SI LAURENCE FERRARI n'allait remplacer PPDA à TF1, notre confrère « Libération », qui a consacré lundi dernier un dossier à Rachida Dati, aurait sûrement fait sa première page sur la ministre. On y verra la « pipolisation » croissante d'une actualité où les personnages qui l'animent semblent avoir plus d'importance que le contenu, il est vrai souvent aride, des dossiers.
Mme Dati souffre de ce qu'elle est : une jeune femme jolie et élégante, beurette de surcroît, dotée de pouvoirs considérables et qui trouve sa place dans les publications les plus sérieuses comme dans les magazines. Sa nomination fit l'effet d'un coup de tonnerre. Non sans créer des jalousies qui, au fil du temps et des difficultés de l'action gouvernementale, ont fini par s'épanouir. On l'a louée en termes dithyrambiques ; on ne se cache plus de la détester. On la croyait au plus près d'un président de qui elle tire tout son pouvoir, on croit noter qu'il prend ses distances avec elle. Le charme, la modernité, la singularité s'emparaient, en une fulgurance, de la Justice ; maintenant on la soupçonne d'incompétence.
Une régression des moeurs.
La paille qui a brisé le dos du chameau, c'est ce jugement qui a annulé le mariage de deux jeunes musulmans sous le prétexte que le mari, déçu de ce que son épouse ne fût pas vierge le soir de la nuit de noces, s'estimait trompé au sujet des « qualités essentielles » qu'il croyait pouvoir lui attribuer. On a vu dans ce jugement, prononcé conformément au droit français, une régression inacceptable de nos moeurs républicaines.
Interrogée, Rachida Dati a déclaré que le jugement protégeait la femme ; elle le fit dans un souffle, sans trop expliciter son commentaire et sans cacher son embarras. Quelques jours plus tard, sous la pression de l'opinion et sans doute pour obéir à un ordre venu de plus haut qu'elle, elle a demandé au Parquet de faire appel.

#### [Extrait source]

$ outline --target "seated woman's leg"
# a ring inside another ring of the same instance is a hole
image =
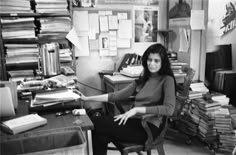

#### [Défis]
**A)** Dans le texte consacré à Rachida Dati, qu'a-t-elle demandé au Parquet quelques jours après le jugement ?
**B)** Dans le texte consacré à Rachida Dati, recopiez le passage compris entre « Interrogée, Rachida Dati » et « de faire appel. », ces deux bornes incluses, en remplaçant « Parquet » par « ministère public ».
Les données forment un ensemble distinct, indépendant du texte.

#### [Réponses complètes]
**A)** Elle a demandé au Parquet de faire appel.

**B)**
Interrogée, Rachida Dati a déclaré que le jugement protégeait la femme ; elle le fit dans un souffle, sans trop expliciter son commentaire et sans cacher son embarras. Quelques jours plus tard, sous la pression de l'opinion et sans doute pour obéir à un ordre venu de plus haut qu'elle, elle a demandé au ministère public de faire appel.